TASK GOAL: Copy out the material below, swapping every "one per line" for "all on one line" and keeping everything else unchanged.

-- Start of SUPPLIED DATA --

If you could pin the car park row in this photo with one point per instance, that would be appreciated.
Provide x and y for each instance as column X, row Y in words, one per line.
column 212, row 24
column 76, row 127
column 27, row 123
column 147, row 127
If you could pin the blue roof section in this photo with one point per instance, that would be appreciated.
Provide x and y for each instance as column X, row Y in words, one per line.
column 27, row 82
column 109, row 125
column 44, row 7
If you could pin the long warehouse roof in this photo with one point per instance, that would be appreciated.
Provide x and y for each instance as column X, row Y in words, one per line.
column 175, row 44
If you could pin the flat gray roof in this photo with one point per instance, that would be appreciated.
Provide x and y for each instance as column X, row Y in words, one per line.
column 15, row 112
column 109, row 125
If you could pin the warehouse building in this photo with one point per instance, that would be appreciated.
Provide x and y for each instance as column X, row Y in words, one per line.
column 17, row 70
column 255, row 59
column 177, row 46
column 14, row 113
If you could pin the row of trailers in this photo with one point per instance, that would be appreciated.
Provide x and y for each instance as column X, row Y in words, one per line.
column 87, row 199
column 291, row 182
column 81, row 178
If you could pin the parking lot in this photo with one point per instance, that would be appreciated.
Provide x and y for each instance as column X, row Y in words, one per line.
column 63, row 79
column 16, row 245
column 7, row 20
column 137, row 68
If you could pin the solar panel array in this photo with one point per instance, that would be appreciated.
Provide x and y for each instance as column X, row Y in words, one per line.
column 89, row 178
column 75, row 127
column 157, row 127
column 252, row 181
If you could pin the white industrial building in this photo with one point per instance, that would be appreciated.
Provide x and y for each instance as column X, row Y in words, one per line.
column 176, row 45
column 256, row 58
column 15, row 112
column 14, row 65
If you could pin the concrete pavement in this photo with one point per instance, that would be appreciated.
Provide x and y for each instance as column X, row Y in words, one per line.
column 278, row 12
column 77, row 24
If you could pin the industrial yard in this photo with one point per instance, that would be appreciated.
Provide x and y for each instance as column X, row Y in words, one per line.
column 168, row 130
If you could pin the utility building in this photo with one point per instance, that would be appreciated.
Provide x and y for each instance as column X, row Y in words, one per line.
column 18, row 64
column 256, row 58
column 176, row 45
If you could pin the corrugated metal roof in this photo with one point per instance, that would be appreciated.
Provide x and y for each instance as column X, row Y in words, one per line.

-- End of SUPPLIED DATA --

REPLY TO THE EXERCISE:
If you could pin the car park row in this photo with one point per instance, that would be appreciated.
Provide x and y for each instance as column X, row Y in words, all on one line.
column 212, row 24
column 76, row 127
column 27, row 123
column 147, row 127
If you could pin the blue roof section in this photo with one point per instance, that would be appreciated.
Provide x and y for each instance as column X, row Y in words, all on one line.
column 27, row 82
column 109, row 125
column 44, row 7
If you could pin the long warehouse roof in this photo with one point per instance, that would be appreciated.
Provide x and y for each instance as column X, row Y in words, all on one line.
column 175, row 44
If you could pin the flat gray roof in this photo with one point per instance, that would be appreciated.
Provide x and y for each instance as column X, row Y in words, all on one line.
column 15, row 112
column 109, row 125
If you could pin the warehouse building in this photo with one point per instance, that would be appreciated.
Provide x and y for each instance as column X, row Y in words, all on one line.
column 17, row 70
column 255, row 59
column 177, row 46
column 14, row 113
If you could pin the row of trailers in this photo with one point per instance, that would be appreciated.
Provide x and y for each instance as column X, row Y in words, all on one line.
column 87, row 199
column 291, row 182
column 81, row 178
If you could pin the parking lot in this photo with one point per instance, that would be appreciated.
Provide x and y for each instance as column X, row Y in words, all on one line.
column 63, row 79
column 16, row 245
column 7, row 20
column 137, row 68
If you could pin the solar panel array in this photo with one point per instance, that would be appreciated.
Provide x and y for each instance as column X, row Y in words, all on one line.
column 89, row 178
column 75, row 127
column 157, row 127
column 252, row 181
If you could pin the white industrial building in this photo with one point per instance, that would be appreciated.
Provide x and y for each instance as column X, row Y in words, all on one line.
column 176, row 45
column 256, row 58
column 15, row 112
column 14, row 65
If you could pin the concrete pavement in this photo with one point per instance, that would be appreciated.
Provide x and y for each instance as column X, row Y in words, all on one line.
column 278, row 12
column 77, row 24
If you could pin the industrial yard in this photo with one point per instance, that would be appreciated.
Provide x and y for each instance as column X, row Y in words, all on one line.
column 168, row 130
If you could pin the utility building in this photo with one point per instance, that would be appreciated.
Provide x and y for each instance as column X, row Y in words, all on one line.
column 18, row 64
column 256, row 58
column 176, row 45
If you could pin the corrugated metal roof in this photo with one point per instance, that would be appreciated.
Provide x and y for each instance as column X, row Y in words, all on one line.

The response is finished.